-- Stored data start --

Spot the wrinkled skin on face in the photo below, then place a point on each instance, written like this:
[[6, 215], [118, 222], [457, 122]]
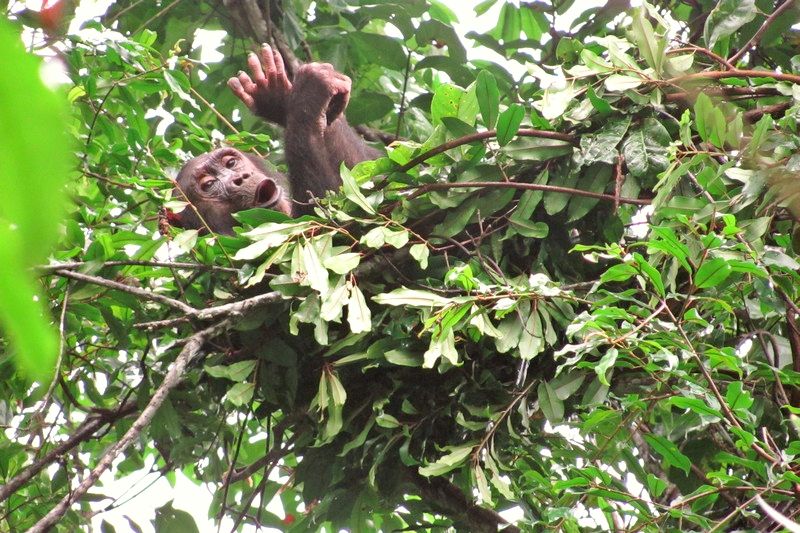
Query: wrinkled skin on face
[[223, 182]]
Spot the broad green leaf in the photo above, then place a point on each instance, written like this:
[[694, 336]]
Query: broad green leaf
[[669, 452], [711, 273], [446, 463], [411, 297], [358, 314], [726, 18], [441, 346], [445, 102], [651, 46], [342, 263], [619, 272], [646, 149], [605, 364], [651, 273], [34, 158], [531, 342], [352, 191], [367, 106], [508, 123], [602, 146], [380, 49], [738, 398], [622, 82], [526, 228], [551, 406], [315, 275], [488, 97], [171, 520], [240, 394], [421, 253], [235, 372], [696, 405]]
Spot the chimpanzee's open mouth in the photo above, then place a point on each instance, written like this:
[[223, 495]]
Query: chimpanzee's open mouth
[[267, 193]]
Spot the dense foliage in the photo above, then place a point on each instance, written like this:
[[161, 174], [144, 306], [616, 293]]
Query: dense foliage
[[568, 291]]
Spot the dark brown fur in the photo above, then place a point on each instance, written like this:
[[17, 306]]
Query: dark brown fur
[[318, 140]]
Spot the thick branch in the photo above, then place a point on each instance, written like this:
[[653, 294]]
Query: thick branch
[[84, 432], [529, 186], [524, 132], [155, 264], [171, 380], [448, 499], [115, 285]]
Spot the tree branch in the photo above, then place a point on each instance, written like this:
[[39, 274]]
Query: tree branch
[[115, 285], [529, 186], [173, 377], [84, 432], [721, 74], [524, 132], [757, 36], [47, 269], [450, 501]]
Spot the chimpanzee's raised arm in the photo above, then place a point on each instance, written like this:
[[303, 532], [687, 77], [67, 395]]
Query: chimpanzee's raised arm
[[318, 138]]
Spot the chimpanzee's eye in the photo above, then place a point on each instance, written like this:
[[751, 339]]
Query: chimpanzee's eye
[[206, 183]]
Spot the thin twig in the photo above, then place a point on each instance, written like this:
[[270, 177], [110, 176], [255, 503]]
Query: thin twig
[[721, 74], [527, 186], [115, 285], [524, 132], [173, 377], [757, 36], [47, 269]]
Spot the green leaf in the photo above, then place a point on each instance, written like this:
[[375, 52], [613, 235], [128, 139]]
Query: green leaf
[[352, 191], [646, 149], [605, 364], [726, 18], [526, 228], [235, 372], [651, 273], [446, 102], [488, 97], [620, 272], [378, 49], [508, 123], [171, 520], [669, 452], [342, 263], [602, 146], [315, 275], [711, 273], [651, 46], [367, 106], [420, 252], [696, 405], [358, 314], [551, 406], [737, 398], [411, 297], [446, 463], [34, 158], [240, 394]]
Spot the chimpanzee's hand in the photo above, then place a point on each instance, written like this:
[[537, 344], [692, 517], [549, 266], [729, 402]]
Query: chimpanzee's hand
[[266, 94], [319, 96]]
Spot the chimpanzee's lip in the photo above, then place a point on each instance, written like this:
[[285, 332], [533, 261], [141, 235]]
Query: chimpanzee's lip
[[267, 193]]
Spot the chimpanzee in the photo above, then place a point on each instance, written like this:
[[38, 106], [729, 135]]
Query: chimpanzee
[[317, 140]]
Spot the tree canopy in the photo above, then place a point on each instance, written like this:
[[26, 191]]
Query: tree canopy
[[567, 294]]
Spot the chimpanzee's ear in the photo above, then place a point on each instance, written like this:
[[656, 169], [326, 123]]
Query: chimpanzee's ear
[[173, 218]]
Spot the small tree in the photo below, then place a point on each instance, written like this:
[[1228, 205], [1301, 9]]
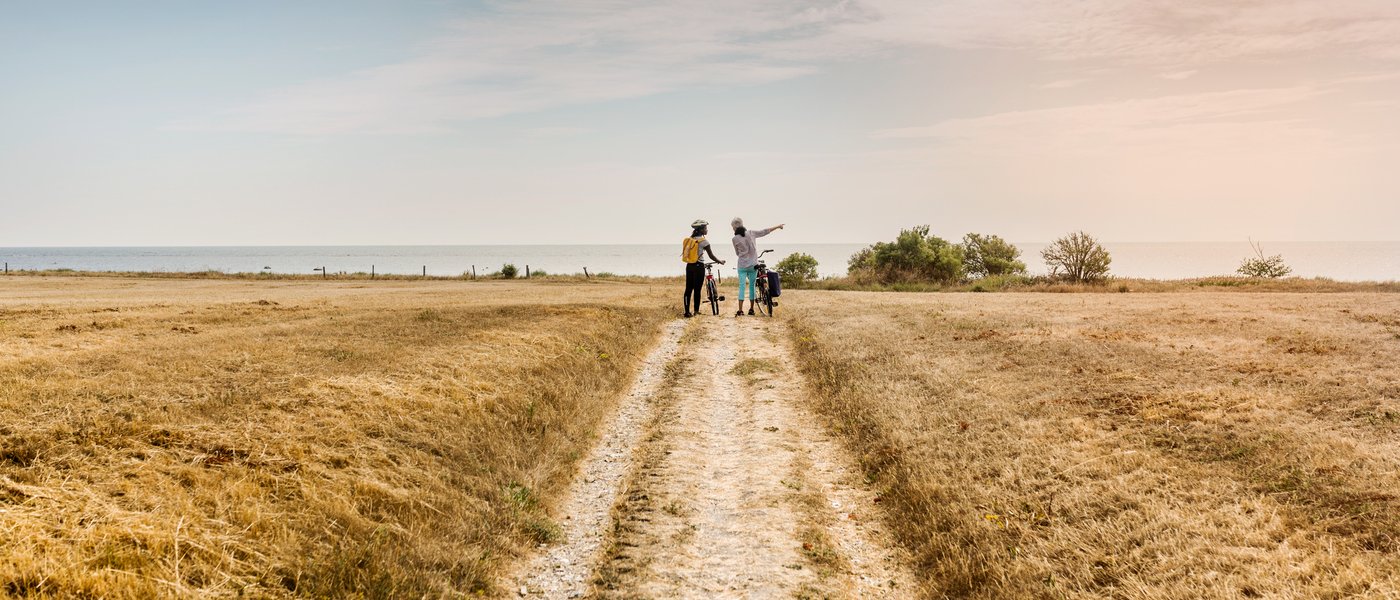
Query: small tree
[[1263, 266], [1077, 258], [989, 255], [797, 269]]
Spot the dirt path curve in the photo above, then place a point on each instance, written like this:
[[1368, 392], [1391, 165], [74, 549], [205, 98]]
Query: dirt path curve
[[735, 490]]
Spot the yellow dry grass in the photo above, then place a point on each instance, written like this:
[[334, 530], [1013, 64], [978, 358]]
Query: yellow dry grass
[[276, 438], [1138, 446]]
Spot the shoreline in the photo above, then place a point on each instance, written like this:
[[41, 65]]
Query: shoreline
[[991, 284]]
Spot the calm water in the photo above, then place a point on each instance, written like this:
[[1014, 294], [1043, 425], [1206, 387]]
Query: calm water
[[1340, 260]]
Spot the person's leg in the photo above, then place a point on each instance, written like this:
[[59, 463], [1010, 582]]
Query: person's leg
[[745, 283], [699, 277], [695, 274]]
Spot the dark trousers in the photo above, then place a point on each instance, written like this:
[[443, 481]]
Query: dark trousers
[[695, 279]]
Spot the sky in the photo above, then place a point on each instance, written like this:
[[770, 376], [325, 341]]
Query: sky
[[415, 122]]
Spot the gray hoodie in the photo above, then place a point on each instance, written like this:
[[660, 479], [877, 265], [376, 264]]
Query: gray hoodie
[[746, 249]]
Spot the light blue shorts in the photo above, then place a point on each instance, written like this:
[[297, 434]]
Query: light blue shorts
[[748, 277]]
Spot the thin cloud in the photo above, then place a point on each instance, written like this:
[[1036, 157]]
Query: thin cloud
[[1179, 76], [1063, 84], [535, 55], [1213, 119]]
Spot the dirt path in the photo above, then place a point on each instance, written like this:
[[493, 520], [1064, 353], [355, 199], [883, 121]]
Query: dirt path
[[734, 490]]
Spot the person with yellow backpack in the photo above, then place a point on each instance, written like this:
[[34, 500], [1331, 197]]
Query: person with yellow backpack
[[695, 269]]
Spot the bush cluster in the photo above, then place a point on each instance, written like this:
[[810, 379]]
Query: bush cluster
[[1263, 266], [797, 269], [919, 256], [1077, 258], [916, 255]]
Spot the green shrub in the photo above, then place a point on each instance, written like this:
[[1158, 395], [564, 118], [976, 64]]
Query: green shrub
[[914, 256], [989, 255], [1077, 258], [797, 269]]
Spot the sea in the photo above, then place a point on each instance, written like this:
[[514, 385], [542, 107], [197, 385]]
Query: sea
[[1162, 260]]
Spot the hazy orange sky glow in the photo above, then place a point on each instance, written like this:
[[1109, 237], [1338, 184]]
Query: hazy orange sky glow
[[616, 122]]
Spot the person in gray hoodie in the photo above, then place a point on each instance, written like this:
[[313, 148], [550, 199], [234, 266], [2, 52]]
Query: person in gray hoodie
[[748, 252]]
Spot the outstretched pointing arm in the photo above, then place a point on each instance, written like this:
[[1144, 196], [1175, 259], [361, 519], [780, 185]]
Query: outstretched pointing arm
[[762, 232]]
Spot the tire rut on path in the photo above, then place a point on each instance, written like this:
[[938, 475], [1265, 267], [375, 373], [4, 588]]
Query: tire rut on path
[[563, 571], [737, 490]]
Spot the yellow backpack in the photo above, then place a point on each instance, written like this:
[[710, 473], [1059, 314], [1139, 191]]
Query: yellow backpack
[[690, 249]]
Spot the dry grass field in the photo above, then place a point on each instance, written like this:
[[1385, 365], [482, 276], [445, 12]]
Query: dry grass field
[[1186, 445], [269, 438]]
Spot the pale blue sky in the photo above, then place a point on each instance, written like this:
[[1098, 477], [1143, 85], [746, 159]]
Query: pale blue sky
[[615, 122]]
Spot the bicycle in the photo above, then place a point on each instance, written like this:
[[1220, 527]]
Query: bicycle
[[763, 300], [711, 288]]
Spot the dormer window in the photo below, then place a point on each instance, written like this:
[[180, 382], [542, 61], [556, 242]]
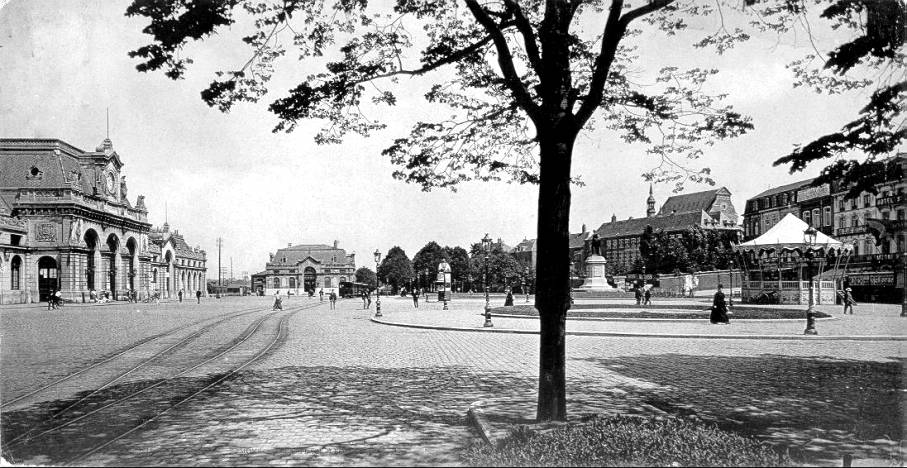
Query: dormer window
[[35, 173]]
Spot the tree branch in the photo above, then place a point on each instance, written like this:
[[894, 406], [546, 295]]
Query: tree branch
[[505, 60], [615, 28], [525, 28]]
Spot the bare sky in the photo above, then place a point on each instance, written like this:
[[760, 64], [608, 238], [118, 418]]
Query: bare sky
[[62, 63]]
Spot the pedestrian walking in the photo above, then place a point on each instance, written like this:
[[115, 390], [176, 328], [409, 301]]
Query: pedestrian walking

-- Stored data end --

Exercise prompt »
Format as a numbered list the lines from the one containing "Spot the chimpanzee's raised" up to and including the one containing "36], [47, 269]]", leaving out any blank lines.

Written response »
1. Spot the chimpanzee's raised arm in the photo above, then place a point on each instance, written like this:
2. [[303, 532], [687, 77], [67, 395]]
3. Query: chimpanzee's raised arm
4. [[318, 138]]
5. Spot the chimpanzee's eye in the photo above, then place a point on each instance, written like this:
6. [[751, 339]]
7. Query: chimpanzee's eye
8. [[206, 183]]
9. Spot the thin twig in the photo above, then place a point on each instance, written like this:
10. [[270, 177], [110, 176], [255, 503]]
11. Query: thin twig
12. [[721, 74], [527, 186], [115, 285], [524, 132], [173, 377], [757, 36], [47, 269]]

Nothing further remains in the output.